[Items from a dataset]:
>> BEGIN
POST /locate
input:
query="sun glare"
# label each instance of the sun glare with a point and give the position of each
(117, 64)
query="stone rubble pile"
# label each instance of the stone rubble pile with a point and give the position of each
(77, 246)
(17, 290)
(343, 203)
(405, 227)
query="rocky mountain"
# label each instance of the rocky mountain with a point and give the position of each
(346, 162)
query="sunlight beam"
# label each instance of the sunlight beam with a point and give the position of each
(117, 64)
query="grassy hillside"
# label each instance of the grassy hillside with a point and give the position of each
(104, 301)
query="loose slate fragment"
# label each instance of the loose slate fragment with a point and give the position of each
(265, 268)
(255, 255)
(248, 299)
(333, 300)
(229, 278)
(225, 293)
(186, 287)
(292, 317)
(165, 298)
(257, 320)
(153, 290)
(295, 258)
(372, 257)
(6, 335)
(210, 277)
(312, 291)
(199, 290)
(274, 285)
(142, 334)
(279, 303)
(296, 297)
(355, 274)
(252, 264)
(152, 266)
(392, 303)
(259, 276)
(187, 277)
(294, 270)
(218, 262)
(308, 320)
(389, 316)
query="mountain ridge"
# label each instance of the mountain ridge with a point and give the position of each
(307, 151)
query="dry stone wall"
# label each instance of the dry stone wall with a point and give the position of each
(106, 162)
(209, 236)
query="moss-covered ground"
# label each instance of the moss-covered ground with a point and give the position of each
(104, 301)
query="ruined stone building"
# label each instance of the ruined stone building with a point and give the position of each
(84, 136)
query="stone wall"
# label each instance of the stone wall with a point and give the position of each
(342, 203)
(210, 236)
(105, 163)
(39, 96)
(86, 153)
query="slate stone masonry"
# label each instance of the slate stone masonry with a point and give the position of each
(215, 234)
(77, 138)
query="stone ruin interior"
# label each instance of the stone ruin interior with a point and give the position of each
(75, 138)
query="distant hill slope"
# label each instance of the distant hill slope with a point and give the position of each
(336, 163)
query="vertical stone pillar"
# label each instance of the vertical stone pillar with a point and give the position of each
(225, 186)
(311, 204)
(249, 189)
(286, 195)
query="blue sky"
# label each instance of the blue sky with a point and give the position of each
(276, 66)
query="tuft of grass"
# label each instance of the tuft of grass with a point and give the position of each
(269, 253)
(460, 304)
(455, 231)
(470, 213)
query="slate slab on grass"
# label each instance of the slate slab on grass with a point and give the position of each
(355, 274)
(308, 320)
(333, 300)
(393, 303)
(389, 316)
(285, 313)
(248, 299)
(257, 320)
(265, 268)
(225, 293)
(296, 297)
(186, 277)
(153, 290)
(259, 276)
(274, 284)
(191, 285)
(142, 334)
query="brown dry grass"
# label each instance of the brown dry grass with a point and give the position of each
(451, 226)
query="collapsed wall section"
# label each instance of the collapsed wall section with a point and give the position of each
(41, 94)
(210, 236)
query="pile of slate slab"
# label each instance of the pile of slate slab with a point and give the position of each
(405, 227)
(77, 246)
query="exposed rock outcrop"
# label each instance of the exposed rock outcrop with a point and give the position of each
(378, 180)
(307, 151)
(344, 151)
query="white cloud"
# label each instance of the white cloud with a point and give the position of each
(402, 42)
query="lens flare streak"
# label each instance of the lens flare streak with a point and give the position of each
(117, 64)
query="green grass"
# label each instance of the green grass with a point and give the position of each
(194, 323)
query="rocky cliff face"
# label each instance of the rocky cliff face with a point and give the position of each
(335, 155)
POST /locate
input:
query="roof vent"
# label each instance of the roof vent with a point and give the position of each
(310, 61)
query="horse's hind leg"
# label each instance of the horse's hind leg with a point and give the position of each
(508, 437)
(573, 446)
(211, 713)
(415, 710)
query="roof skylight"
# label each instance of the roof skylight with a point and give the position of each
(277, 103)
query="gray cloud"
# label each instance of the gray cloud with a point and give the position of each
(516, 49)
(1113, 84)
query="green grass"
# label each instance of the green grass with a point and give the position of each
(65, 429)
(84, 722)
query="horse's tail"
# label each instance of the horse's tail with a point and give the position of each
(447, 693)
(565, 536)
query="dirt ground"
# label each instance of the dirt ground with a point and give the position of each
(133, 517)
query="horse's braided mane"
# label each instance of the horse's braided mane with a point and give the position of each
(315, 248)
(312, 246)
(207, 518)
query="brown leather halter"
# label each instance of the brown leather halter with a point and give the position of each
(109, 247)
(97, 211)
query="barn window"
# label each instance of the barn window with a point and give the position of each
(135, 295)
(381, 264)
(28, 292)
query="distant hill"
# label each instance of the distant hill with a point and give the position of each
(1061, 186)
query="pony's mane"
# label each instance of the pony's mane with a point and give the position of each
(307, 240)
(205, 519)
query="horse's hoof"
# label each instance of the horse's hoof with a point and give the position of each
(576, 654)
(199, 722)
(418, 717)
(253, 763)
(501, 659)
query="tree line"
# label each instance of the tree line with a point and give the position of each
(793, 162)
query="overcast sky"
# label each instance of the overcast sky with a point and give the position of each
>> END
>> BEGIN
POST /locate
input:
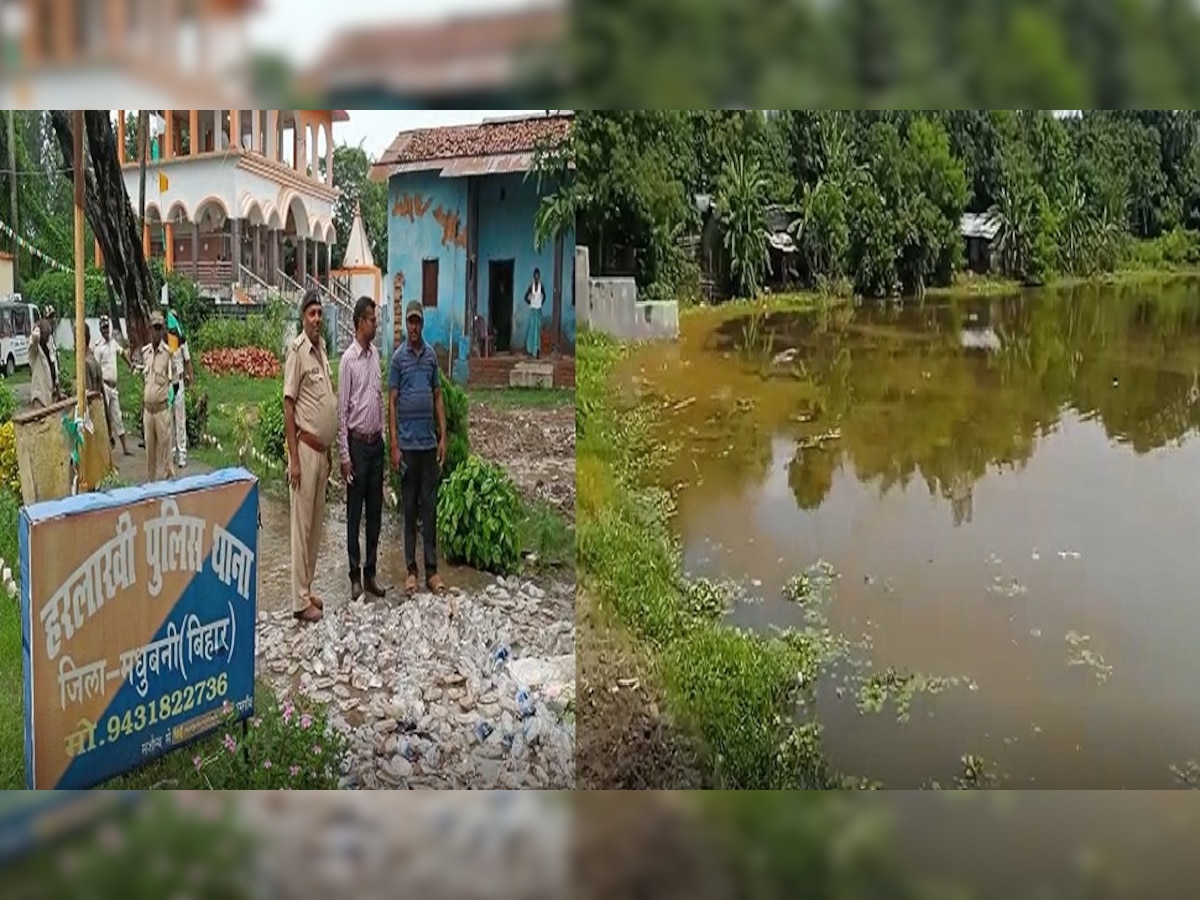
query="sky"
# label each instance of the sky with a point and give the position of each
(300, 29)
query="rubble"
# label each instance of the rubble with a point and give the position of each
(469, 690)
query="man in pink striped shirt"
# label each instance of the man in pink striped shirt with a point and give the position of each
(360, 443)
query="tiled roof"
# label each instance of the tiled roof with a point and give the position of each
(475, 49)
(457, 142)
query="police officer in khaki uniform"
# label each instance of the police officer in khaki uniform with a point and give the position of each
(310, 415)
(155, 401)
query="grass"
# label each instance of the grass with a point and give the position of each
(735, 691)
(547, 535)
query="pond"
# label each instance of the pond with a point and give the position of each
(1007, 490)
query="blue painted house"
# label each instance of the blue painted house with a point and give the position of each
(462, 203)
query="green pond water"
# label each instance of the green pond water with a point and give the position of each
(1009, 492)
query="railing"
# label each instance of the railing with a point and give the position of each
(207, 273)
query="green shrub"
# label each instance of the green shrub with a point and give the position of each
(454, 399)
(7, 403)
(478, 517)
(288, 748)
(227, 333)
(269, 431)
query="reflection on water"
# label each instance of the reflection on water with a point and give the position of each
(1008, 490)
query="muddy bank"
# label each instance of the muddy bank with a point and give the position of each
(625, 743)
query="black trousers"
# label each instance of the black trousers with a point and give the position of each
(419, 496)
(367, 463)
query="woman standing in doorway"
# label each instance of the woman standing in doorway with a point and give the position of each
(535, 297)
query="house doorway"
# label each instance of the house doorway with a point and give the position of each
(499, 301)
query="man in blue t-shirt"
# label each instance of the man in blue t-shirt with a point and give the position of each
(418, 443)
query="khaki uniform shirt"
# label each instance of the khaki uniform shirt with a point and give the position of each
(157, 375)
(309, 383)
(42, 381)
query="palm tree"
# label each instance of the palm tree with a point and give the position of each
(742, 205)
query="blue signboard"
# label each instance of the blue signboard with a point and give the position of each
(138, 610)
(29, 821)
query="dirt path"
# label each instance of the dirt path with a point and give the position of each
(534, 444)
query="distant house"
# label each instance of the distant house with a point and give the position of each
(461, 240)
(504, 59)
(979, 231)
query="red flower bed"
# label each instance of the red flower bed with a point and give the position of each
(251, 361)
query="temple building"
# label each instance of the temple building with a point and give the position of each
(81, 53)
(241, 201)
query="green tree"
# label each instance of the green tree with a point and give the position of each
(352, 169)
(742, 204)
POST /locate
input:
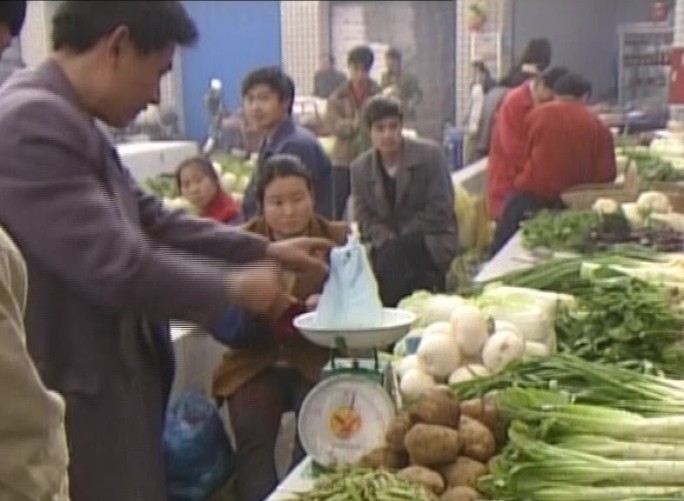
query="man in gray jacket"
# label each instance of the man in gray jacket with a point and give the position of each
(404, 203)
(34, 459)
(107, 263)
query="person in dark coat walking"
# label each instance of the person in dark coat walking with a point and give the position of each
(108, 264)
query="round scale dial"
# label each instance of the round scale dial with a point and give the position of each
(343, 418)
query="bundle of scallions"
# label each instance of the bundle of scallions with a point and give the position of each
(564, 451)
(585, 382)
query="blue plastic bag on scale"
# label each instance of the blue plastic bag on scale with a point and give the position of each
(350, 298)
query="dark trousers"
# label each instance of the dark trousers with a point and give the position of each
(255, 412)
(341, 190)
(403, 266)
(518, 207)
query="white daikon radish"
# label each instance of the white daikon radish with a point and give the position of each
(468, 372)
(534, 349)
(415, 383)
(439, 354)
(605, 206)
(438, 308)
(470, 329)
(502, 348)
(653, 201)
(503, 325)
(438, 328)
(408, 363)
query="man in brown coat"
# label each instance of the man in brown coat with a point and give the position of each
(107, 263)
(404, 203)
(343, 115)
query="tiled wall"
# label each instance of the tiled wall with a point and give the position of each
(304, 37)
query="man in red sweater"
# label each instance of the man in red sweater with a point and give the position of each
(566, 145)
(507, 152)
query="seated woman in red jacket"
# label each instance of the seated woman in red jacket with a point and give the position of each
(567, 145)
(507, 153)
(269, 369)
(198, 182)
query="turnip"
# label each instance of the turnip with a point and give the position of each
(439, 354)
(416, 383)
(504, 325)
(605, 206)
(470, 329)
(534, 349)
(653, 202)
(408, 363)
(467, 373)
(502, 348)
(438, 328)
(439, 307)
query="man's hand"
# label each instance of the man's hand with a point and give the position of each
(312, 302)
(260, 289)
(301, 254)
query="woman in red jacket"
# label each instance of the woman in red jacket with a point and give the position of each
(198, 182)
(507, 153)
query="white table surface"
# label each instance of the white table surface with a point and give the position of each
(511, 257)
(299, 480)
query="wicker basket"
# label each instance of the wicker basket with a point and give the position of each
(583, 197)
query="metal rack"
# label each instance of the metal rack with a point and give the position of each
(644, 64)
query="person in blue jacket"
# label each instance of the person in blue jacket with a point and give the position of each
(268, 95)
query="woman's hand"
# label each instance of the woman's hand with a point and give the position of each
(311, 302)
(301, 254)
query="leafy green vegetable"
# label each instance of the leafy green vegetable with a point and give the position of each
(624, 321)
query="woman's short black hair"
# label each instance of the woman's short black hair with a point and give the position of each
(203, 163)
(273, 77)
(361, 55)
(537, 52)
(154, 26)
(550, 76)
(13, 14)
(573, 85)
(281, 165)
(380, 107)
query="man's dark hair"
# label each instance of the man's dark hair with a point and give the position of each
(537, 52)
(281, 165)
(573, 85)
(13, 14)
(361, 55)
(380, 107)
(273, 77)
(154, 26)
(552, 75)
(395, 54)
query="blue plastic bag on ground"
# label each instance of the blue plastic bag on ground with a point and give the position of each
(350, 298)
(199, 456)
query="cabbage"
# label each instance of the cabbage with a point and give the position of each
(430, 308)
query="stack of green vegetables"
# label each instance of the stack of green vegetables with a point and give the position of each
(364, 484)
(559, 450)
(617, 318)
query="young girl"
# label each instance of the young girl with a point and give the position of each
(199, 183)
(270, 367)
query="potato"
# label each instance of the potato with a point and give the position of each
>> END
[Problem details]: Please count the lines in the records above that contain the word "turnip", treating uppercase and lowercase as different, and give only the number.

[Answer]: 2